Exercice bref
Résumez en deux phrases, s'il vous plaît, le passage sur l'exemplaire des Satires de Juvénal et de Perse entré à la BU de Toulouse.

Extrait du document
=-=-=-=-=
Les modes d'acquisition des bibliothèques sont nombreux : achats, legs, donations, dons... Il arrive parfois que le hasard s'en mêle ou qu'une part de mystère subsiste. C'est le cas de cet exemplaire ancien des Satires de Juvénal et de Perse publiées à Amsterdam en 1630, entré dans les collections de la BU de Toulouse en 1935.
Ce petit volume porte sur la page de titre une estampille, imposante mais malheureusement illisible, car elle a été grattée. Un examen plus attentif révèle que ce cachet a aussi été apposé sur les pages 100 et 189, mais que les parties correspondantes des feuillets ont été découpées pour le faire disparaître. Ces mutilations sont des indices qui donnent à penser que le volume a été soustrait à son légitime propriétaire. L'examen du registre d'acquisition de l'ancienne section Droit-Lettres de la BU de Toulouse nous apprend que cet exemplaire est entré dans les collections en 1935 par un don manuel1 et a été "trouvé par un étudiant avec tampon universitaire gratté". A priori, rien ne permet de confirmer que le cachet gratté soit celui d'une université. Il serait intéressant de savoir où cet étudiant a trouvé cet ouvrage, mais l'histoire ne le dit pas.
=-=-=-=-=
Données extraites
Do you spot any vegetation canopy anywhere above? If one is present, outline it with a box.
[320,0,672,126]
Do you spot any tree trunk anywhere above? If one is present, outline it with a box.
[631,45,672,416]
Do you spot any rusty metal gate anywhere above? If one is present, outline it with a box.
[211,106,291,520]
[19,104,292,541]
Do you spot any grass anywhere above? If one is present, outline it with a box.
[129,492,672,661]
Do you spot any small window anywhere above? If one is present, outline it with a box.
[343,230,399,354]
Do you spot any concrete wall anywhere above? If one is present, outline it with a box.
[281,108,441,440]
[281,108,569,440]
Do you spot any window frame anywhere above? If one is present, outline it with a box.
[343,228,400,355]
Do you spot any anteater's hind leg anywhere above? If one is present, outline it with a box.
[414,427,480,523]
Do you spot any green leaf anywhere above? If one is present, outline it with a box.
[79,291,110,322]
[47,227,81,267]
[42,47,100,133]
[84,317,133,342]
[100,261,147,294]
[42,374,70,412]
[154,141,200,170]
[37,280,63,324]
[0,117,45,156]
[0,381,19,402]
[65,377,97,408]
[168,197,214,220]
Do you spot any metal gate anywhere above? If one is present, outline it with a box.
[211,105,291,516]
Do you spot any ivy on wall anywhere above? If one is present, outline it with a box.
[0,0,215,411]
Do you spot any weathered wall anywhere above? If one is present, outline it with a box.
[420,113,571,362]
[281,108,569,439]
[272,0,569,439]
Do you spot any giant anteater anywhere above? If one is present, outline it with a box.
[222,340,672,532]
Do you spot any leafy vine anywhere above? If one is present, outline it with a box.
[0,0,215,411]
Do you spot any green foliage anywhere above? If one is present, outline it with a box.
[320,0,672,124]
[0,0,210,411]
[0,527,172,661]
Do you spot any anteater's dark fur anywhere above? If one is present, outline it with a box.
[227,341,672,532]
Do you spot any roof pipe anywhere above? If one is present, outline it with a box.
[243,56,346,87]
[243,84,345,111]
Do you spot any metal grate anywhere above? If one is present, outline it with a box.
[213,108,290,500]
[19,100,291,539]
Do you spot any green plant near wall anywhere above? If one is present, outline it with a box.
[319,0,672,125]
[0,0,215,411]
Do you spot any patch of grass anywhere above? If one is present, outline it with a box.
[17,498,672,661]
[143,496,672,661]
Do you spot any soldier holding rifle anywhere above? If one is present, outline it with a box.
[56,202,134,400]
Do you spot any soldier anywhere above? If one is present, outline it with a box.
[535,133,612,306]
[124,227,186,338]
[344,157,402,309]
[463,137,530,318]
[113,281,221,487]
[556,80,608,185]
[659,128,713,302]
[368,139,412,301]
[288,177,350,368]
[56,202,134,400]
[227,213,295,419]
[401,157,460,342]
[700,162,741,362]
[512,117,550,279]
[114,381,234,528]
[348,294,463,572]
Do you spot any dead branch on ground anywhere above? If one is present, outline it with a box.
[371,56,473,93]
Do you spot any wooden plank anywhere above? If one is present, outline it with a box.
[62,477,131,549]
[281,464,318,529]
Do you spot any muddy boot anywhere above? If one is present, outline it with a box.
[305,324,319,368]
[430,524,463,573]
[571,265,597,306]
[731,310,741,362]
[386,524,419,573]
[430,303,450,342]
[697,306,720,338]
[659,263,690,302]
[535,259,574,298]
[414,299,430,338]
=-=-=-=-=
Corrigé de l'exercice
Un exemplaire des Satires de Juvénal et de Perse publié à Amsterdam en 1630 est entré dans les collections de la BU de Toulouse en 1935 par un don manuel, après avoir été trouvé par un étudiant. Son cachet a été gratté sur la page de titre et découpé aux pages 100 et 189, ce qui donne à penser que le volume a été soustrait à son légitime propriétaire, mais on ignore où l'étudiant l'a trouvé.